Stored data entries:
'''

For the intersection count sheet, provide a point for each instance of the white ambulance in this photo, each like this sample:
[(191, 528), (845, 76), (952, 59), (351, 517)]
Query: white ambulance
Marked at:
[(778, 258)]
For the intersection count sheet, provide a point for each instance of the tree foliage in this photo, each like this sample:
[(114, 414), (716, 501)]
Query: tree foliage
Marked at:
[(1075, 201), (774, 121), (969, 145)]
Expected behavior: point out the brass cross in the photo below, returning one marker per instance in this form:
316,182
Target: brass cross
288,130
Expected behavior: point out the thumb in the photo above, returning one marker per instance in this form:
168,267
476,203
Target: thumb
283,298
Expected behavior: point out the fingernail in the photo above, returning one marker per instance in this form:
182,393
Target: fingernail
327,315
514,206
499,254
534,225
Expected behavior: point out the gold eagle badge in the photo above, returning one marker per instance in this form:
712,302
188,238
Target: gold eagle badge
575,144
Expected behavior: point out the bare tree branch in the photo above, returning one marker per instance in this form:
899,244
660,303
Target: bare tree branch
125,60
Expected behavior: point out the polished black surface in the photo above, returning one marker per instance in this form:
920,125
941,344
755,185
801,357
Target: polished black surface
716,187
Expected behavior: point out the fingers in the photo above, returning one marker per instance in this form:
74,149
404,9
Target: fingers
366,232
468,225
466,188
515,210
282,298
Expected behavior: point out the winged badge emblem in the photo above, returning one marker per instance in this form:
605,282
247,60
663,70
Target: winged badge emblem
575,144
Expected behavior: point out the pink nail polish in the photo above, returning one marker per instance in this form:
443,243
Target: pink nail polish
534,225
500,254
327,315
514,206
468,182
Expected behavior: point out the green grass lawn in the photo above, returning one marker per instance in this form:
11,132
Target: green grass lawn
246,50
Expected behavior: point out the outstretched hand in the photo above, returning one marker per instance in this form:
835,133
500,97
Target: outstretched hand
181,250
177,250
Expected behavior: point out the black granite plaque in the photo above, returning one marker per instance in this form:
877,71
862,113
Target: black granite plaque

'''

▸ TASK:
Repeat word for word each line from the one with "Expected behavior: point out the winged" to the end of the records above, inclusive.

▸ OUTPUT FOR THIS TASK:
Expected behavior: point out the winged badge emblem in the photo above, returning one marker per instance in this form:
605,282
247,60
663,70
Target: winged badge emblem
575,144
Expected behavior: point out the pink nail polish in the photo above, returning one marker per instance in this form:
443,243
Target: pink nail polish
534,225
500,254
327,315
514,206
468,182
Expected behavior: point out the green grass lawn in the photo above, returning one marker per instance in this form:
11,132
Target: green grass lawn
246,50
Expected behavior: point out the outstretched hand in the photo above, returning one marker per instance in this form:
835,133
500,97
Target: outstretched hand
181,250
177,250
Expected behavior: point out the black granite plaque in the photo above, returning one marker per instance in this form:
877,71
862,113
Target: black granite plaque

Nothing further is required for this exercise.